**WHAT YOU HAVE TO DO**
Retype exactly the lines from the one with "# locate white floating" down to the final line of the material below, both included, and nothing more.

====== ENTRIES SUPPLIED

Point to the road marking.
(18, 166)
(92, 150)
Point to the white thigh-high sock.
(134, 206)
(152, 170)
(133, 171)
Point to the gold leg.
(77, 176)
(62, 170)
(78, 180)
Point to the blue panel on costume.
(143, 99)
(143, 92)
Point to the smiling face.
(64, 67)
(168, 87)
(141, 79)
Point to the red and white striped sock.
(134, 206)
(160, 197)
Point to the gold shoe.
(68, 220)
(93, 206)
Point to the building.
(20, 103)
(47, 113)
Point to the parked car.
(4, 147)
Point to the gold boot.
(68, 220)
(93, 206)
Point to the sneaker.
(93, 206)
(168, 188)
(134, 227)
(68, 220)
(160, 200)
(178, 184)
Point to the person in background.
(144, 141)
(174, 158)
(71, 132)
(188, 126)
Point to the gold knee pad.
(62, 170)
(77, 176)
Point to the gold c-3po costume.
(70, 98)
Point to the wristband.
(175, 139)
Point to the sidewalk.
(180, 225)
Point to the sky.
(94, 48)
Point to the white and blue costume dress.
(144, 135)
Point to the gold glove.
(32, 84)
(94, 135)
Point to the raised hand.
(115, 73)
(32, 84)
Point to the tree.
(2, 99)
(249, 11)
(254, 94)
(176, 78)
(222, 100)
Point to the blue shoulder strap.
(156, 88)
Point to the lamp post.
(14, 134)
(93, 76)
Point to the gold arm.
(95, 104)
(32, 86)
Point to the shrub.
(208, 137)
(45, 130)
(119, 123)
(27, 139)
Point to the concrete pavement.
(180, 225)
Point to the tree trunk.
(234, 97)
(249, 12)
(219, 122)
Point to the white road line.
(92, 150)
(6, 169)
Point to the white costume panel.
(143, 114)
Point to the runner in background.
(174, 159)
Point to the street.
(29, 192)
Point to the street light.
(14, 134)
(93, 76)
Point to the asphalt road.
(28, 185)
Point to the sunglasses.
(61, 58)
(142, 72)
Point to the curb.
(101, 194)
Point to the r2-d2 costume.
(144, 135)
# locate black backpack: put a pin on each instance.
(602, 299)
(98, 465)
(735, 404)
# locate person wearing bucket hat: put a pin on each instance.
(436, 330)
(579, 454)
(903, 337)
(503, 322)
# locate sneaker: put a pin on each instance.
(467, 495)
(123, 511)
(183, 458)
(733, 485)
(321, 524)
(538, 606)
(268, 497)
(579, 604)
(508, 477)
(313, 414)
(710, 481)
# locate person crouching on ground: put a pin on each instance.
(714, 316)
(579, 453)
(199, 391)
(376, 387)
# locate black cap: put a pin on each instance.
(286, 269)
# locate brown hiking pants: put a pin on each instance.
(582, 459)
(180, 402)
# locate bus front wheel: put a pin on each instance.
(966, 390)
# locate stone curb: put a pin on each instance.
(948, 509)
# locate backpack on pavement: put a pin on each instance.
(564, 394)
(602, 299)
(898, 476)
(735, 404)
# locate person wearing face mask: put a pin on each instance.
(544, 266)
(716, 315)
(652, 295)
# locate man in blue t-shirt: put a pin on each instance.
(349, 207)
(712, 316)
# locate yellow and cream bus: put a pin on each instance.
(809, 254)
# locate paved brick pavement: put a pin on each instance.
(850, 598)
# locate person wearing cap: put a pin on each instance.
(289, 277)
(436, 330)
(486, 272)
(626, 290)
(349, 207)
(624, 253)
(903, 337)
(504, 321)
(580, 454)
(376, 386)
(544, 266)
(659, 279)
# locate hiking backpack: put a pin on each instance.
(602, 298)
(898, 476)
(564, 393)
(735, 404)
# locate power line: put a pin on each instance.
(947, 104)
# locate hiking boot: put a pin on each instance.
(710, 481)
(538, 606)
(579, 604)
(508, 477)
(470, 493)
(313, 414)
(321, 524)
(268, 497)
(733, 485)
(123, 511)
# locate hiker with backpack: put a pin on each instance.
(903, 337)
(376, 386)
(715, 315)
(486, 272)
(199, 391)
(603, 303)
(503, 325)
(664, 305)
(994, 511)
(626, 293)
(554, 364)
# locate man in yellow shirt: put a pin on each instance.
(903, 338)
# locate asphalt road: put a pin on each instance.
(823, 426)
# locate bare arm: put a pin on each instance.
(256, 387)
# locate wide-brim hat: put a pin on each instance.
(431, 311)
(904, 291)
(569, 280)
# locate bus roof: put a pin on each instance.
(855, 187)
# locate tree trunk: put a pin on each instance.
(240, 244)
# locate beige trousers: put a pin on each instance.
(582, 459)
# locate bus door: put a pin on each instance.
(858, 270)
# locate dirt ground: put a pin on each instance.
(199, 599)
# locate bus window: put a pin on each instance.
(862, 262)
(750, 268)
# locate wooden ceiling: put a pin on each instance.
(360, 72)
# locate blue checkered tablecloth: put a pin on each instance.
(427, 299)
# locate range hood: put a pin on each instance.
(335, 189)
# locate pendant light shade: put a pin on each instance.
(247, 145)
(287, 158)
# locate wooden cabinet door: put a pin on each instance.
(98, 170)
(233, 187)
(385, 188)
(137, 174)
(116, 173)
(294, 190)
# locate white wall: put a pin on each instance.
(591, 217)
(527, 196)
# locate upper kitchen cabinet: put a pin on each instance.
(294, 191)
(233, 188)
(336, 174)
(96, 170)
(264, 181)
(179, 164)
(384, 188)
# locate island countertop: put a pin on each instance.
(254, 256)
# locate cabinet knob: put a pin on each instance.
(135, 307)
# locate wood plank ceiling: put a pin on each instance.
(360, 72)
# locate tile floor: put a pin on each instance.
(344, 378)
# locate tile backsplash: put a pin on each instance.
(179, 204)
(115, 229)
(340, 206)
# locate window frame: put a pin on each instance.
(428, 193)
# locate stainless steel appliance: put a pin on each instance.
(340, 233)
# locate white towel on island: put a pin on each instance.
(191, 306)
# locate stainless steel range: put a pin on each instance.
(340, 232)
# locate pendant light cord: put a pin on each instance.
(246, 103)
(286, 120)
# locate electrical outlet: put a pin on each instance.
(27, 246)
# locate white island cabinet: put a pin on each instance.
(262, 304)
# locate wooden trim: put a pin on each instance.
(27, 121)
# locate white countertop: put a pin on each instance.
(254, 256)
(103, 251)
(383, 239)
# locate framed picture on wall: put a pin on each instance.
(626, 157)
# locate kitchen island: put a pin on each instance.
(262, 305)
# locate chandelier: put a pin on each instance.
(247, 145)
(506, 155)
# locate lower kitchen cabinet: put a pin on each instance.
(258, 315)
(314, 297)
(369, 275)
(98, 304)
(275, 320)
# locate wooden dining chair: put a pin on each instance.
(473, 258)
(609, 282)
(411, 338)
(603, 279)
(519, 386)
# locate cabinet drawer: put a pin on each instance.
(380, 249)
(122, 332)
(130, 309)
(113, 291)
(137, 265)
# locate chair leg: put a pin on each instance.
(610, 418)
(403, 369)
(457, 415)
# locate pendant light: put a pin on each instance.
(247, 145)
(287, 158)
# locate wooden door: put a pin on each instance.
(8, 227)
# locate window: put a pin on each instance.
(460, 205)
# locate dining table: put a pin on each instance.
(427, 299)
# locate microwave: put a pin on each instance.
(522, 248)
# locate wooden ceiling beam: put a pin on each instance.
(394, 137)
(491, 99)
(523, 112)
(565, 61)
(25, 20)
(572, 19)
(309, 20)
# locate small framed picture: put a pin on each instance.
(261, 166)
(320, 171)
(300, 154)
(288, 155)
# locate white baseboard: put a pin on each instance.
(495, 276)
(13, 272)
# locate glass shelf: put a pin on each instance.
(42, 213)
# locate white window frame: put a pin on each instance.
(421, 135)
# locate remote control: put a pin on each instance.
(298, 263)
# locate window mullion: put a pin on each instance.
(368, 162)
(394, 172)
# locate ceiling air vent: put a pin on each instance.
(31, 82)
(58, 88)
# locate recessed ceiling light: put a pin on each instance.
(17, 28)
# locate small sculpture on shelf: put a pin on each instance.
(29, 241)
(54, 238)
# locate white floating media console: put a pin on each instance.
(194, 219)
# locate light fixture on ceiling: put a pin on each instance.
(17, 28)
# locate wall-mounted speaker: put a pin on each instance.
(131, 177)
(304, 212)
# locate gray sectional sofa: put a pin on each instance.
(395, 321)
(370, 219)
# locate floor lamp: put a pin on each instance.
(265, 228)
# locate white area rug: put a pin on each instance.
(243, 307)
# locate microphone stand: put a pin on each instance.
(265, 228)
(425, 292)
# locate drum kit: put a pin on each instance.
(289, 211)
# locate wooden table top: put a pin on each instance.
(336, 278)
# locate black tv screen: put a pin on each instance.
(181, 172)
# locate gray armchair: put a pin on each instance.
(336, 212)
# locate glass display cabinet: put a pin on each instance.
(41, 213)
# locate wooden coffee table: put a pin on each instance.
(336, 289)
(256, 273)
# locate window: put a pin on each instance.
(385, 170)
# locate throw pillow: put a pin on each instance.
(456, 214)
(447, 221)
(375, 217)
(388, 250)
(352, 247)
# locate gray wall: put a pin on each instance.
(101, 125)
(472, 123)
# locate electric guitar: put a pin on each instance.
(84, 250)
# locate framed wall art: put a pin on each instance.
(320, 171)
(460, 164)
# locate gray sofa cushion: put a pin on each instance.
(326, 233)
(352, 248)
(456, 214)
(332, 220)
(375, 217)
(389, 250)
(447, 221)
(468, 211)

============

**EXERCISE SOLUTION**
# locate white floating media console: put a pin on each instance.
(194, 219)
# locate light fixture on ceiling: put a pin on each instance.
(17, 28)
# locate wall-mounted speaker: put a pin on each instance.
(131, 177)
(304, 212)
# locate gray sectional sofa: put a pin on each instance.
(395, 321)
(370, 219)
# locate floor lamp: put a pin on each instance.
(265, 228)
# locate white area rug: put a pin on each instance.
(243, 307)
# locate microphone stand: put a pin on each instance.
(265, 228)
(425, 292)
# locate drum kit: put a pin on each instance.
(289, 211)
# locate wooden table top: put a pin on each instance.
(336, 278)
# locate black tv screen: put a pin on each instance.
(181, 172)
# locate gray armchair: put a pin on each instance.
(336, 212)
# locate glass display cabinet: put a pin on each instance.
(41, 213)
# locate wooden coffee table: put a pin on each instance.
(336, 289)
(256, 273)
# locate window: put a pin on each instance.
(385, 170)
# locate throw pillow: put a pin on each instance.
(456, 214)
(447, 221)
(375, 217)
(388, 250)
(352, 247)
# locate gray wall: put a pin on each instance.
(101, 125)
(472, 123)
# locate electric guitar: put a pin on each instance.
(84, 250)
# locate framed wall art: put a pin on each instance.
(320, 171)
(460, 164)
# locate gray sofa cushion: put a pin on each instance.
(326, 233)
(352, 248)
(456, 214)
(332, 220)
(375, 217)
(389, 250)
(447, 221)
(468, 211)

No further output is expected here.